● **What you are asked to do**
Return each line of the records that contains the word "person". Treat the match as case-sensitive.

● **Entries supplied**
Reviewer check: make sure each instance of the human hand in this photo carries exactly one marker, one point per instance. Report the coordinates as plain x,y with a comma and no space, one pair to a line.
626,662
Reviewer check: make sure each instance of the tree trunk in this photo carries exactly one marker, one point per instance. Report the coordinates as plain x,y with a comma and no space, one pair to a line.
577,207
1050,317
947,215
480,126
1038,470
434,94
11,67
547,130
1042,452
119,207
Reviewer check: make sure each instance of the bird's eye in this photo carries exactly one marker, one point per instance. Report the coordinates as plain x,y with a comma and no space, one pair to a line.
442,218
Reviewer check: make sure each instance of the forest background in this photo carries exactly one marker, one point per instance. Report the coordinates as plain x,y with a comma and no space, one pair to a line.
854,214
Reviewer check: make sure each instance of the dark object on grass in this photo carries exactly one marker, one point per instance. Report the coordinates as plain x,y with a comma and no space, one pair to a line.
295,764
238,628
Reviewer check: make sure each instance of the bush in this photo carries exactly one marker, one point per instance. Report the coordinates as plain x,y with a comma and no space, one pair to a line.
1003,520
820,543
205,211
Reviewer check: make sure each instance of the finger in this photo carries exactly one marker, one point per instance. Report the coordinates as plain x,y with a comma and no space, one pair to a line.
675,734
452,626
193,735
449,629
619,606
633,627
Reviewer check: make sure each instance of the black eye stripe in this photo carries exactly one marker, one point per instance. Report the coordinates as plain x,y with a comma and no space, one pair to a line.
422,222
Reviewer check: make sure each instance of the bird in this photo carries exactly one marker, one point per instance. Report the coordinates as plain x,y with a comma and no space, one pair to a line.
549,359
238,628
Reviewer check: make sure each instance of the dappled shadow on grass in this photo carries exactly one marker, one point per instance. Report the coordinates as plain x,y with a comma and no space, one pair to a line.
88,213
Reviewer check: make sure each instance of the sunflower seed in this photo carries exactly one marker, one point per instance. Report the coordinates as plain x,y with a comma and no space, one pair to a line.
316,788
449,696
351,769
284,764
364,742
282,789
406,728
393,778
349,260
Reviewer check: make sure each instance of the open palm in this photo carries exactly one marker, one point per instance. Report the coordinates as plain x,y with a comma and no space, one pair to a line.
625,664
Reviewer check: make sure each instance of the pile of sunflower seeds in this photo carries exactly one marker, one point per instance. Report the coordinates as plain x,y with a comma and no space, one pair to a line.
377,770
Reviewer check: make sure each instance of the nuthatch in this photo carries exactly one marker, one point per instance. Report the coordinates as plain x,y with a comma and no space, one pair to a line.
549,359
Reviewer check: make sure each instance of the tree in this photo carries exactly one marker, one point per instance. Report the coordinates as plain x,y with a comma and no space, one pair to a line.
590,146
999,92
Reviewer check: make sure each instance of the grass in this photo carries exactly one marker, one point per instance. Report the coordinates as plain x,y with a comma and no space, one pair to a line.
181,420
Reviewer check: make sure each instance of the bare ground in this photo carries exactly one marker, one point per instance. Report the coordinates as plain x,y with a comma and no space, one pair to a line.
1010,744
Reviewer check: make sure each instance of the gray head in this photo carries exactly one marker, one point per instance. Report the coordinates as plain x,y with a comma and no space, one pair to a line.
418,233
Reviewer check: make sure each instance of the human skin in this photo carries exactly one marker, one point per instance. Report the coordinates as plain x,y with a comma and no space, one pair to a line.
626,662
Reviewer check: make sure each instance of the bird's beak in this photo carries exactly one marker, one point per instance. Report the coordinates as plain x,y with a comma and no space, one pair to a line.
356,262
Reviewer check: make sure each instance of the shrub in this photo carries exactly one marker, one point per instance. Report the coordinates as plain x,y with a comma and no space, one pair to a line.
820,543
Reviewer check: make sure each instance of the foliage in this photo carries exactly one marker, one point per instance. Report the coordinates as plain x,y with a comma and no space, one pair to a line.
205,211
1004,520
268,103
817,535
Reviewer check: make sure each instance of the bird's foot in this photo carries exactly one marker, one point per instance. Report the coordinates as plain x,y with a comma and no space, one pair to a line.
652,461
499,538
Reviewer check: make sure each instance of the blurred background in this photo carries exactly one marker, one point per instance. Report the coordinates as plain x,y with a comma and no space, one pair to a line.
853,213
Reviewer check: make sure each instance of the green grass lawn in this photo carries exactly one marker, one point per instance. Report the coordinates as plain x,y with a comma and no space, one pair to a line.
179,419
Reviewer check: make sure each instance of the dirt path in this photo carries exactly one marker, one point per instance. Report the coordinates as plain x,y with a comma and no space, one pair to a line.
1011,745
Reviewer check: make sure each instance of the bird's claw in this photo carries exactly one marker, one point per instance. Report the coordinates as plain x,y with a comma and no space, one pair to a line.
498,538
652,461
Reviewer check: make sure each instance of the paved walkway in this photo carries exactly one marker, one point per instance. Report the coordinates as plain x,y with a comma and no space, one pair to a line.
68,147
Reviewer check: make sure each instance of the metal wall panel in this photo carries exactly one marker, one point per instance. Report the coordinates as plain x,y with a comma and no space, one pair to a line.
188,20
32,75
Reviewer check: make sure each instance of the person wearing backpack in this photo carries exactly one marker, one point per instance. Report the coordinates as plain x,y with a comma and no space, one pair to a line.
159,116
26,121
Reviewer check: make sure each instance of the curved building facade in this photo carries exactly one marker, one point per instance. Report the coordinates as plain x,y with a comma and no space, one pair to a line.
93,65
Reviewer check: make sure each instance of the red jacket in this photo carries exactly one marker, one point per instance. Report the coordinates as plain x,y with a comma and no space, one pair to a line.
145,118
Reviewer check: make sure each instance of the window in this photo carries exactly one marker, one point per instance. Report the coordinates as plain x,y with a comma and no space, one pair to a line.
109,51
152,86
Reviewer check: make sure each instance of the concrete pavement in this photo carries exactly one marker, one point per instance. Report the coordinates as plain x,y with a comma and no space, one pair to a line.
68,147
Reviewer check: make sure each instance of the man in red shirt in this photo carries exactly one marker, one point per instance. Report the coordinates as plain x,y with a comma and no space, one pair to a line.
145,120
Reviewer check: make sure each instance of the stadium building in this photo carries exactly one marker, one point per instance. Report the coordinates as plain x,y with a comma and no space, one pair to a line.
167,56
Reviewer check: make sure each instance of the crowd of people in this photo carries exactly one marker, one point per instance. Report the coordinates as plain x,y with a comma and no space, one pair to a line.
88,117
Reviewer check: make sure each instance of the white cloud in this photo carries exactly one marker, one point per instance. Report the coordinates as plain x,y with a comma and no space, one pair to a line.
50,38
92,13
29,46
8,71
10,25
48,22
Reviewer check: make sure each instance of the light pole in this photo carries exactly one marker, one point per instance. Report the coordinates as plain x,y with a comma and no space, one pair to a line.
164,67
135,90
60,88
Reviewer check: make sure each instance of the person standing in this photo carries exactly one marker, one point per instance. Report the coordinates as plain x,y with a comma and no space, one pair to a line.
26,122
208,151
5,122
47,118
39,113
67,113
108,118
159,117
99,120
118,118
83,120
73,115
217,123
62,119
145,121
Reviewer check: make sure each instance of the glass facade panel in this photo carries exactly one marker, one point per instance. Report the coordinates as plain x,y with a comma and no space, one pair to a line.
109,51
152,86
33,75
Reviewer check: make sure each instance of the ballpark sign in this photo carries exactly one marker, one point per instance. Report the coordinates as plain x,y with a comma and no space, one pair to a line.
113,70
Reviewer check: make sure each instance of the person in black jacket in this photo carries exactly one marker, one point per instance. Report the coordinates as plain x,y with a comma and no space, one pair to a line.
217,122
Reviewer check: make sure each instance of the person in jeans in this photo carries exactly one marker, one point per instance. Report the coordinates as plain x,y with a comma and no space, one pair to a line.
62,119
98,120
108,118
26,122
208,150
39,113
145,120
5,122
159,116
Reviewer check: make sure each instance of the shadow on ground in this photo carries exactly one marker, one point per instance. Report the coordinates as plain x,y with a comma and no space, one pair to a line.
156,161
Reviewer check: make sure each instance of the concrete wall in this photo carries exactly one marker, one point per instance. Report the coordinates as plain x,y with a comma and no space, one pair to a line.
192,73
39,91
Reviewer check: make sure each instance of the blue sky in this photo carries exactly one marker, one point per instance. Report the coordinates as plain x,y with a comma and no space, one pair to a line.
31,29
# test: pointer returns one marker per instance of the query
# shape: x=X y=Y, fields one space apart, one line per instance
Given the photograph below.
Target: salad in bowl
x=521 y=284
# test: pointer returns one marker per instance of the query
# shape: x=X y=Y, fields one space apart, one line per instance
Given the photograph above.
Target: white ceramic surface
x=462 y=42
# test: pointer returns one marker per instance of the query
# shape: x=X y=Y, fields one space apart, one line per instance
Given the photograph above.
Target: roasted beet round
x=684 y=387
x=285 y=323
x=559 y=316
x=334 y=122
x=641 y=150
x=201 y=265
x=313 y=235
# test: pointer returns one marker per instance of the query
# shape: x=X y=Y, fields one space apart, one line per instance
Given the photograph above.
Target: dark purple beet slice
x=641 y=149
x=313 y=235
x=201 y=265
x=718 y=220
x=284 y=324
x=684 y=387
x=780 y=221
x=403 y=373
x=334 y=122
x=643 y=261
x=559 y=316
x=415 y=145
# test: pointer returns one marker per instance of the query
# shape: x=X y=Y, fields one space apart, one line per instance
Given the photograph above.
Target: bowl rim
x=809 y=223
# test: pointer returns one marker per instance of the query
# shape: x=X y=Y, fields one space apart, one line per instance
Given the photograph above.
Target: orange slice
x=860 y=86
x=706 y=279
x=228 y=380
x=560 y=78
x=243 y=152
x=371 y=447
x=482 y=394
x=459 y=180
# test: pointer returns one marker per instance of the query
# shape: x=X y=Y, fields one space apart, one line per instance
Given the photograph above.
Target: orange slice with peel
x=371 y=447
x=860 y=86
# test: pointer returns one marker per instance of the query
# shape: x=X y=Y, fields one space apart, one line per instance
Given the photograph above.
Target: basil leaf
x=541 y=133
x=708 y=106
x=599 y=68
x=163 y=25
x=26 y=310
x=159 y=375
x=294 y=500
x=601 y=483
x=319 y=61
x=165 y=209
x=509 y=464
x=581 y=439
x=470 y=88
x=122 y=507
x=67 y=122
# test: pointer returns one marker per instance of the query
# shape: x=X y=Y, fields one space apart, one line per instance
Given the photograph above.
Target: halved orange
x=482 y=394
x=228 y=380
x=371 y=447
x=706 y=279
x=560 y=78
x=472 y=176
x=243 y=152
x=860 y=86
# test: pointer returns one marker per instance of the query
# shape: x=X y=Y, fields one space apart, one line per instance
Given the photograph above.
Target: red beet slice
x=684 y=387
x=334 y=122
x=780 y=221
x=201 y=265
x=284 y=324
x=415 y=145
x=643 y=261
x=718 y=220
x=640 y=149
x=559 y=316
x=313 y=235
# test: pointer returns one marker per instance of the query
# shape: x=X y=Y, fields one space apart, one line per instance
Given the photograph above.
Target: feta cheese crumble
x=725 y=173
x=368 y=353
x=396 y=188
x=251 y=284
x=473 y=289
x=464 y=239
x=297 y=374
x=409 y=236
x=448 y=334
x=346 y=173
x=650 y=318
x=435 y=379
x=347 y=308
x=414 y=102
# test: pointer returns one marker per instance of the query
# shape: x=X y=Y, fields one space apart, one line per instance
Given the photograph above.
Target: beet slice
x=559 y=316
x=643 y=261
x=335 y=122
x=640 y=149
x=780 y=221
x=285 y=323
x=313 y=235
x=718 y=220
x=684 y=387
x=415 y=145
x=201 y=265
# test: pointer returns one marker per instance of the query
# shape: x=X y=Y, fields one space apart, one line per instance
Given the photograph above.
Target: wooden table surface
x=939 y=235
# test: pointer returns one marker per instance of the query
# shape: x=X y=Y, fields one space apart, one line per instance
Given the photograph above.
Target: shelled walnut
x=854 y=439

● **Task result**
Reviewer check: make sure each instance of the person wearing backpack in this photo carries exactly one marker, one point per instance. Report the coordinates as plain x,y with a comma and no space, one pair to a line.
Reviewer check: make sure each instance of the person standing in this photo carries exactly one marker, one point per instance. Report the coordinates as plain x,y with a comma and no space, one pair to a line.
Reviewer check: make sure each instance of the person in black jacket in this photo carries exactly one marker, one point per instance. Report the coordinates as plain x,y with a comma and no space, one pair to a line.
Reviewer check: make sure each instance of the person in jeans in this photo carries exactly one marker, one point per instance. Report the coordinates as plain x,y with a comma and no space, one pair to a line.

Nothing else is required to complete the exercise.